Il est peut-être exact d'observer que la Cour internationale de justice a retenu un point de vue similaire à celui adopté plus généralement par les États membres lorsqu'elle a été invitée à statuer, conformément aux principes généraux du droit, sur la question de savoir si le gouvernement iranien devait être considéré comme ayant attribué compétence à la Cour en lui demandant de se prononcer sur diverses questions qui ne constituaient pas des objections à sa compétence. La Cour a affirmé que «le principe du forum prorogatum devrait être fondé sur quelque acte ou déclaration du gouvernement de l'Iran impliquant un élément de consentement à l'égard de la compétence de la Cour» (affaire Anglo-Iranian Oil Company, 1952, ICJ, Rep. 89, p. 113-114).

A notre avis, la réponse à la deuxième question est qu'une juridiction d'un État contractant ne se voit pas attribuer la compétence en vertu de l'article 18 de la convention si, bien que la comparution du défendeur ait pour objet de contester cette compétence, il utilise cette possibilité pour soulever un problème subsidiaire ayant trait au fond de l'affaire. Tant que l'objet initial est de contester la compétence, le défendeur ne perd pas le droit de soulever l'exception d'incompétence en faisant valoir, à titre subsidiaire, des arguments sur le fond.

La Cour de cassation invite la Cour à ne répondre à sa troisième question qu'en cas de réponse affirmative à la deuxième:

«En cas de réponse affirmative, la compétence doit-elle alors être contestée in limine litis f»

D'une part, il est clair que la convention ne régit pas le domaine de la procédure. En principe, la lex fori doit donc déterminer à quel stade et de quelle manière une exception doit être soulevée. M. Jenard a explicitement évoqué ce point dans son rapport (JO 1979, C 59/1, p. 38). En effet, la législation des États contractants diverge considérablement sur ce point. A titre d'exemple, si nous l'avons bien compris, l'article 854 du Code judiciaire belge exige que le défendeur soulève toute exception d'incompétence in limine, alors que le Code de procédure civil allemand lui permet de soulever l'exception à tout moment avant la première audience orale. La convention de Bruxelles ne vise pas à harmoniser ces règles.

D'autre part, force est de reconnaître que, par ses termes mêmes, la deuxième phrase de l'article 18 exige que la comparution ait pour objet de contester la compétence. On ne saurait soutenir que la comparution avait cet objet lorsque la compétence est contestée après la comparution. En outre, un défendeur qui soulève une exception à un stade avancé de la procédure ne peut guère prétendre que ses arguments, qui visent le fond de l'affaire, ont un caractère subsidiaire ou alternatif par rapport au problème de la compétence. Il s'ensuit, si notre point de vue sur la deuxième question est admis, qu'un tel défendeur perdrait le droit d'exciper de l'incompétence. Il se verrait opposer l'objection que sa comparution antérieure équivalait à une acceptation volontaire de la compétence.
######
**Exercices à réaliser**
1. Répondez aux questions suivantes d'après l'extrait sur l'article 18 de la convention.
(a) En quelle année se situe l'affaire Anglo-Iranian Oil Company citée ?
(b) Quel article du Code judiciaire belge impose de soulever toute exception d'incompétence in limine ?
(c) Jusqu'à quel moment le Code de procédure civile allemand permet-il au défendeur de soulever l'exception ?
2. Indiquez si chaque affirmation concorde avec l'extrait sur l'article 18 de la convention, en citant les mots décisifs.
(a) La convention de Bruxelles cherche à harmoniser les règles nationales sur le stade où une exception doit être soulevée.
(b) M. Jenard a abordé dans son rapport la question du stade et de la manière de soulever une exception.
(c) Un défendeur qui conteste d'abord la compétence perd le droit de soulever l'exception d'incompétence s'il avance, à titre subsidiaire, des arguments sur le fond.
3. Poursuivez l'extrait sur l'article 18 de la convention après sa dernière phrase.
La liste ci-après provient d'une source distincte.

**Documents rassemblés**
######
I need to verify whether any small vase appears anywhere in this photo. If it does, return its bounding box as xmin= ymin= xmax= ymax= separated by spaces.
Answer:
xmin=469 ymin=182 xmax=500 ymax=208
######
**Corrigé des exercices**
1.
(a) 1952.
(b) L'article 854.
(c) À tout moment avant la première audience orale.

2.
(a) Non : « La convention de Bruxelles ne vise pas à harmoniser ces règles. »
(b) Oui : « M. Jenard a explicitement évoqué ce point dans son rapport ».
(c) Non : « Tant que l'objet initial est de contester la compétence, le défendeur ne perd pas le droit de soulever l'exception d'incompétence en faisant valoir, à titre subsidiaire, des arguments sur le fond. »

3.
Ces considérations ne sont pas difficiles à concilier. La deuxième phrase de l'article 18 présuppose, à notre avis, que la comparution du défendeur ait eu pour objet de contester la compétence. En conséquence, la compétence doit être contestée au plus tard à la date à laquelle la comparution a lieu. Mais la question de savoir ce que constitue la comparution relève de la lex fori.

Les quatrième et cinquième questions posées par la Cour de cassation sont libellées comme suit:

«a)

Des demandes connexes qui, formées séparément, devraient être portées devant les tribunaux d'États contractants différents peuvent-elles être formées simultanément, en application de l'article 22 de la convention, devant un de ces tribunaux, à condition que sa loi permette la jonction d'affaires connexes et que ce tribunal soit compétent pour connaître des deux demandes?

b)

En est-il également ainsi lorsque les parties à un des litiges, qui ont fait naître les demandes, ont conventionnellement désigné pour connaître de ce litige, conformément à l'article 17 de la convention, un tribunal d'un autre État contractant?»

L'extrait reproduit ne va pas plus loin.